**Exercises to complete:**
[A] From the passage on renewable energy in Germany, list every share of renewable electricity it gives for the country, along with the year for each.
[B] Resume the passage on renewable energy in Germany, picking up right after its last sentence.
>> begin Selected text
In Germany, renewable energy is mainly based on solar, wind, and biomass. The country has one of the world’s largest photovoltaic installed capacities, making it the world’s major renewable energy economy with a powerful wind power capacity. German’s share of renewable electricity reached 10% in 2005 from just 3.4% in 1990, and by 2019, it recorded 42.1% of gross electricity consumption (EIA, 2020). Recently, the German government is focusing particularly on the offshore wind farm, following the European Union (EU)’s mandatory energy plan requirement of reducing CO2 emission by 20% before the end of 2020 and consumption of renewable energies of 20% of the total EU consumption.
>> end Selected text
>> begin Supplied records
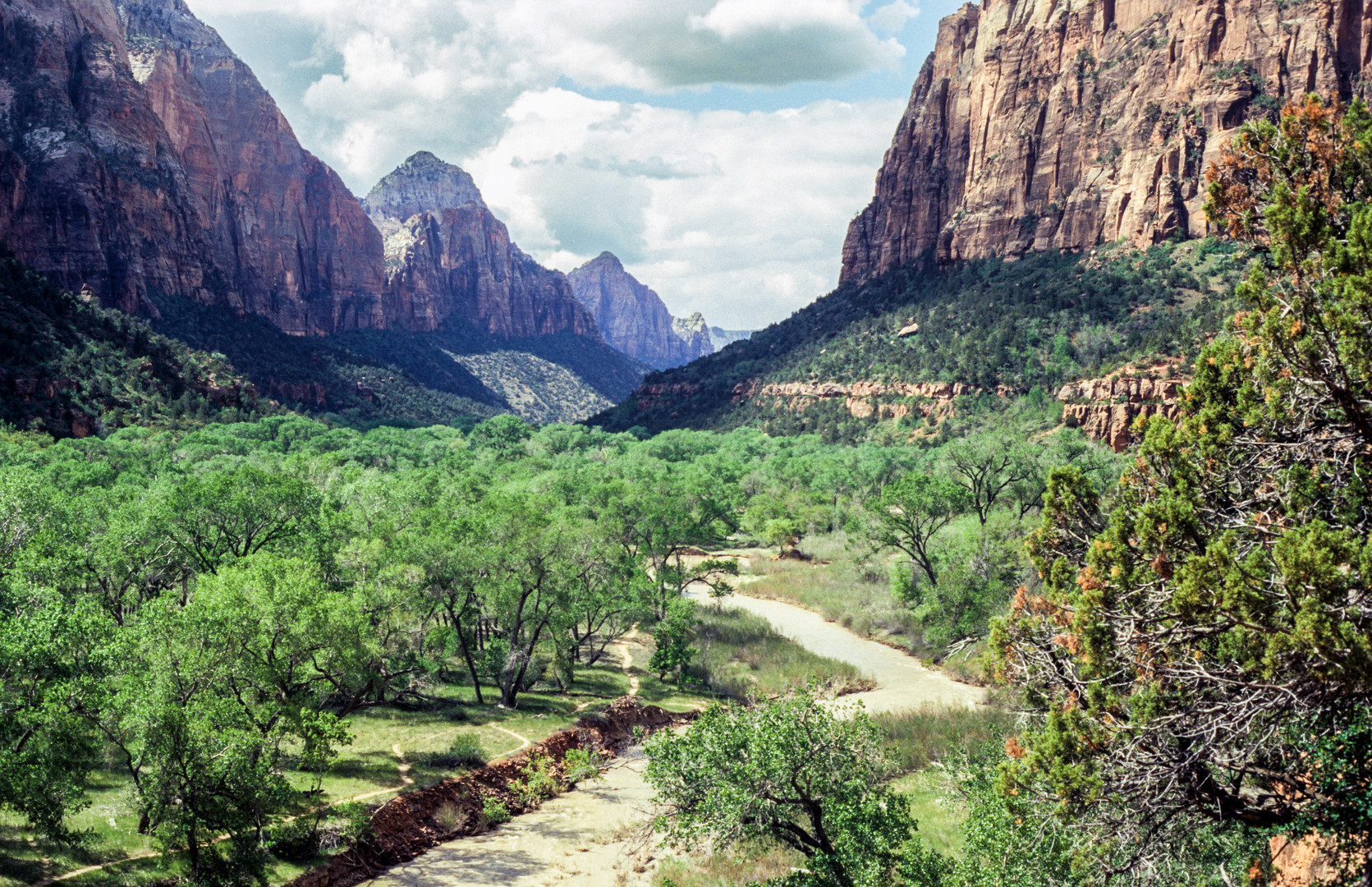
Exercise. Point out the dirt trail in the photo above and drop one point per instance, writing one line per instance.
(590, 836)
(599, 835)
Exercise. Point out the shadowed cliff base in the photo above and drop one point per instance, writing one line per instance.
(899, 355)
(401, 376)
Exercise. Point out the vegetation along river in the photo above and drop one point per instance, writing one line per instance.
(597, 836)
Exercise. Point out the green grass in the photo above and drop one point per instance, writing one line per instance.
(727, 868)
(918, 738)
(368, 766)
(936, 807)
(838, 588)
(741, 656)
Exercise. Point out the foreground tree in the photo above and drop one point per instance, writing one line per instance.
(792, 772)
(1204, 654)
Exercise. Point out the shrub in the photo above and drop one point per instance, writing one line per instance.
(494, 813)
(582, 764)
(450, 817)
(538, 782)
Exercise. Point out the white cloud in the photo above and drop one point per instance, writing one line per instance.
(892, 16)
(737, 216)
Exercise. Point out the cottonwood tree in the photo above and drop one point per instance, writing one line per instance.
(911, 512)
(1204, 652)
(793, 772)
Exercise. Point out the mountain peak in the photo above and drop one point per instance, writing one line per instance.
(423, 183)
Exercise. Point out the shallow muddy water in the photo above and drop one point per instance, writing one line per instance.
(902, 682)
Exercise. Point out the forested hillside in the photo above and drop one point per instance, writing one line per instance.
(1039, 322)
(409, 378)
(69, 367)
(195, 625)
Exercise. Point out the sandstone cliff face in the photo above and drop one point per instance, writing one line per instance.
(1061, 124)
(140, 157)
(634, 320)
(291, 239)
(695, 333)
(91, 187)
(449, 257)
(1106, 410)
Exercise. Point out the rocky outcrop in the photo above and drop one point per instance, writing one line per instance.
(634, 320)
(1106, 410)
(290, 239)
(719, 337)
(141, 161)
(695, 333)
(420, 184)
(139, 157)
(1039, 124)
(862, 400)
(450, 257)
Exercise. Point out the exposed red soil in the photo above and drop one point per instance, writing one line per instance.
(405, 827)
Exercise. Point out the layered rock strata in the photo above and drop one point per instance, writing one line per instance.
(695, 333)
(139, 157)
(1106, 410)
(891, 400)
(633, 318)
(141, 161)
(447, 255)
(1040, 124)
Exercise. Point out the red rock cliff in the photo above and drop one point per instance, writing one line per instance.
(634, 319)
(1050, 124)
(447, 255)
(140, 157)
(291, 239)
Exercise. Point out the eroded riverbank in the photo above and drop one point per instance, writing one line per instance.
(599, 835)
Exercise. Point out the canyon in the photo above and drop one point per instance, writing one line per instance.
(447, 255)
(143, 161)
(634, 319)
(1046, 125)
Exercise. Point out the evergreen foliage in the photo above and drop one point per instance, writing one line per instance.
(1200, 652)
(71, 367)
(1039, 322)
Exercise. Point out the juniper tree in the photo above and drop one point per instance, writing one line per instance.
(1204, 652)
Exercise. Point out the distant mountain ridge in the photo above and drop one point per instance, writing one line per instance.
(634, 319)
(141, 161)
(719, 337)
(452, 257)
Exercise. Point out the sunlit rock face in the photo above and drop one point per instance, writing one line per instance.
(139, 157)
(449, 257)
(1050, 124)
(634, 320)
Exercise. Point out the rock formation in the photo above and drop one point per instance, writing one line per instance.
(447, 255)
(695, 333)
(719, 337)
(139, 157)
(1106, 410)
(1038, 124)
(633, 318)
(140, 161)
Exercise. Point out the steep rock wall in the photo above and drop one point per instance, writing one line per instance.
(633, 318)
(1061, 124)
(290, 238)
(447, 255)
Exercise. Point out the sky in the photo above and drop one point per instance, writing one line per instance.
(718, 147)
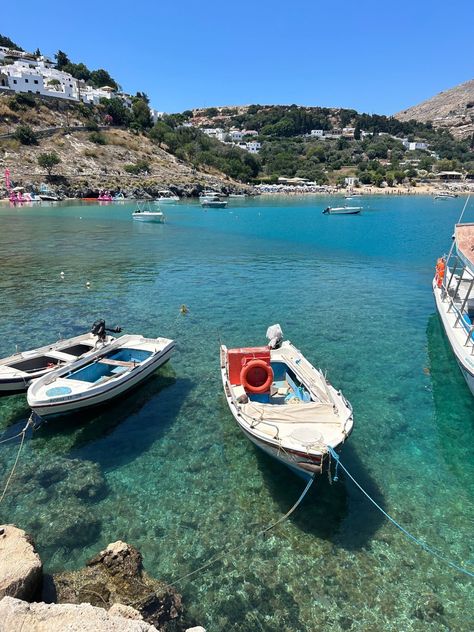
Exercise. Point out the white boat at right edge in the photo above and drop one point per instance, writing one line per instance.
(453, 291)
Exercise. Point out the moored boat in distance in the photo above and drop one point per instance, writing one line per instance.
(342, 210)
(148, 214)
(453, 285)
(19, 370)
(284, 405)
(166, 197)
(102, 376)
(445, 195)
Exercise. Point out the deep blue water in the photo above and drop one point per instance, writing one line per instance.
(168, 471)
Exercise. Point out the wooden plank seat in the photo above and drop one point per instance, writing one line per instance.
(117, 362)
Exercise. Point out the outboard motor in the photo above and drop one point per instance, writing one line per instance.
(99, 329)
(275, 336)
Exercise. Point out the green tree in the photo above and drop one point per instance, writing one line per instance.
(141, 114)
(25, 135)
(48, 160)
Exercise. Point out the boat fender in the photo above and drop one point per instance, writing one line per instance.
(310, 467)
(256, 376)
(440, 270)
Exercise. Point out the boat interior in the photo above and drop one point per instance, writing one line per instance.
(53, 358)
(110, 365)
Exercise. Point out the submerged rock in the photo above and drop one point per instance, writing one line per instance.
(116, 575)
(18, 615)
(20, 565)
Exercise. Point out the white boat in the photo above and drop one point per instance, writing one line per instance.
(166, 197)
(100, 377)
(148, 214)
(213, 203)
(453, 291)
(284, 405)
(19, 370)
(342, 210)
(445, 195)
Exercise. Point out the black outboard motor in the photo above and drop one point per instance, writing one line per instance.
(98, 329)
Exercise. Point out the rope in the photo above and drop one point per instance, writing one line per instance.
(29, 423)
(399, 526)
(261, 532)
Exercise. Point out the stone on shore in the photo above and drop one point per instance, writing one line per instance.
(116, 575)
(18, 615)
(20, 566)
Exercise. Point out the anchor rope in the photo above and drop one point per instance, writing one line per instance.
(261, 532)
(423, 545)
(29, 423)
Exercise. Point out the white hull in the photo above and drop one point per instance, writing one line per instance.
(18, 371)
(149, 216)
(86, 395)
(457, 336)
(277, 439)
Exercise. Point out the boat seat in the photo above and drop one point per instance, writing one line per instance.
(117, 362)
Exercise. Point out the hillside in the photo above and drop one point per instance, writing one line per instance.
(452, 109)
(92, 158)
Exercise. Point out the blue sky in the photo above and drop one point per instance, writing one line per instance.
(369, 55)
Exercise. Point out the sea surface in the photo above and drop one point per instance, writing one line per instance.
(167, 470)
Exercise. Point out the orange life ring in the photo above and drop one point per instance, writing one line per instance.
(440, 270)
(256, 376)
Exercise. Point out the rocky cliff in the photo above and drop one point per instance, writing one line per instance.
(452, 109)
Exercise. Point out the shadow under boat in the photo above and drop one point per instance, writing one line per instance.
(335, 511)
(452, 400)
(116, 432)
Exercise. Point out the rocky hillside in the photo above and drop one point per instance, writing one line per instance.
(452, 109)
(91, 158)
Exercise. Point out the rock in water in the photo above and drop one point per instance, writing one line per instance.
(116, 575)
(20, 565)
(18, 615)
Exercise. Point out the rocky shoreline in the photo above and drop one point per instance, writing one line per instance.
(112, 593)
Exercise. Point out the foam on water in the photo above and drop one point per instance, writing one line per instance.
(167, 470)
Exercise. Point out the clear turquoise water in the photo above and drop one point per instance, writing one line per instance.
(168, 471)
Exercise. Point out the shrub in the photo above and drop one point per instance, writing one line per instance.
(98, 138)
(25, 135)
(141, 166)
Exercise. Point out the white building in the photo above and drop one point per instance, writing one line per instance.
(236, 135)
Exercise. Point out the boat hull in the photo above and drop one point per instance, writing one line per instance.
(462, 354)
(90, 399)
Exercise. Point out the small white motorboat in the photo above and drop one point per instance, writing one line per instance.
(284, 405)
(148, 214)
(342, 210)
(453, 289)
(166, 197)
(100, 377)
(19, 370)
(214, 203)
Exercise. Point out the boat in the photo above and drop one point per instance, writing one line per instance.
(213, 203)
(166, 197)
(285, 406)
(148, 214)
(453, 285)
(342, 210)
(19, 370)
(99, 378)
(445, 195)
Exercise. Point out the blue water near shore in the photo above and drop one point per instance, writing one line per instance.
(167, 469)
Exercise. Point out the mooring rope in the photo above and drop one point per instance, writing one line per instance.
(261, 532)
(424, 546)
(29, 423)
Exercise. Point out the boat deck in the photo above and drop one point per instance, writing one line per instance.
(464, 234)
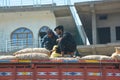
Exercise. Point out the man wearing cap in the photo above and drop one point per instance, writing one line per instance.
(49, 40)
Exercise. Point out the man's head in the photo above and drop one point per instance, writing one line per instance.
(59, 29)
(50, 33)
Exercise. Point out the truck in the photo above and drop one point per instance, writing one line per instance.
(59, 69)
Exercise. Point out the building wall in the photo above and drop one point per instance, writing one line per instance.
(112, 21)
(10, 21)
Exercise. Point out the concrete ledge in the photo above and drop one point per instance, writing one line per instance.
(100, 49)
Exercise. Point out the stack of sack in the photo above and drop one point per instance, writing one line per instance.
(8, 57)
(33, 53)
(116, 54)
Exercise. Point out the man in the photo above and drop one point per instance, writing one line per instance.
(49, 40)
(59, 31)
(66, 42)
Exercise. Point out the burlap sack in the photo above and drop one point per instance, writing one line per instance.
(117, 50)
(115, 56)
(96, 57)
(7, 57)
(33, 56)
(33, 50)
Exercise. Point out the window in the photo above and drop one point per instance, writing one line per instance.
(22, 37)
(103, 17)
(43, 30)
(117, 32)
(103, 35)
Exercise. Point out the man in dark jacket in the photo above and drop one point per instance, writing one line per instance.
(49, 40)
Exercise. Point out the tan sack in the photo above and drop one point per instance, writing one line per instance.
(96, 57)
(115, 56)
(117, 50)
(32, 50)
(7, 57)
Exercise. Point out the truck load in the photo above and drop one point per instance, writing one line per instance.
(15, 68)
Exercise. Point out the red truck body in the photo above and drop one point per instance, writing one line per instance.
(59, 70)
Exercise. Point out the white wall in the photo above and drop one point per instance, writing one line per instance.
(112, 21)
(34, 20)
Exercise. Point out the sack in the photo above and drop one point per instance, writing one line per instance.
(96, 57)
(7, 57)
(115, 56)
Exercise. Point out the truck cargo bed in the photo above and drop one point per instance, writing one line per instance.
(59, 70)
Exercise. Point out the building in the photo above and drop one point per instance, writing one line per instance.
(96, 22)
(100, 20)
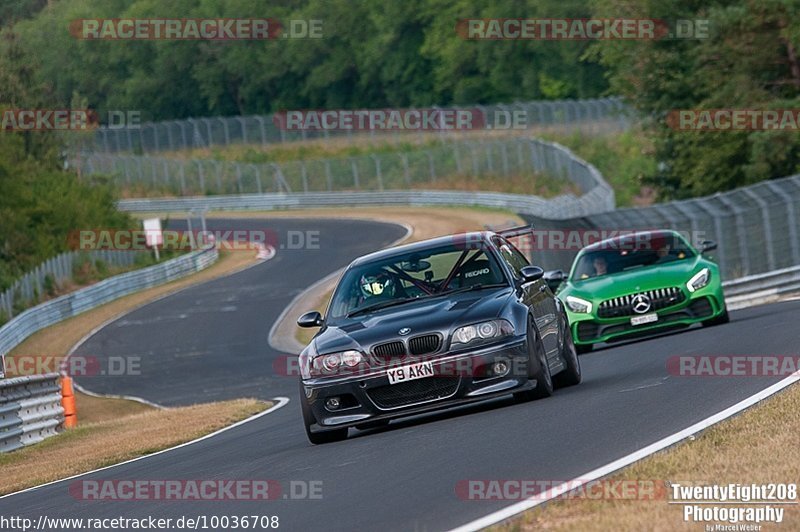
>> end Supplied records
**Answers for this exercise:**
[A]
1990: 3.4%
2005: 10%
2019: 42.1% of gross electricity consumption

[B]
Brazil is also another country with a solid renewable energy matrix. A large chunk of Brazil’s renewable energy is from hydroelectric power plants. With the recently introducing public policies (e.g., the 10-years Energy Expansion Plan 2026) that aim to promote other non-traditional renewables (e.g., ethanol, made from sugarcane), the share of Brazil’s renewable energy is now rising reasonably. Renewable sources supplied about 44% of the Brazilian energy consumption as of 2016 and 79.3% in 2018 (IEA Bioenergy, 2018).
To the best of our knowledge, this study is the first research in the empirical literature to examine the causal relationship between renewable energy and economic growth by controlling the role of economic policy uncertainty. For this purpose, we utilize the recent VAR-based Granger-causality test of Rossi and Wang (2019) in instabilities, which is another novelty of the study. We observe a bidirectional causal relationship between renewable energy and economic growth in Germany. There is also a significant causality from renewables to economic growth in Brazil and the United States. However, there is no significant causality between renewable energy and economic growth in Japan.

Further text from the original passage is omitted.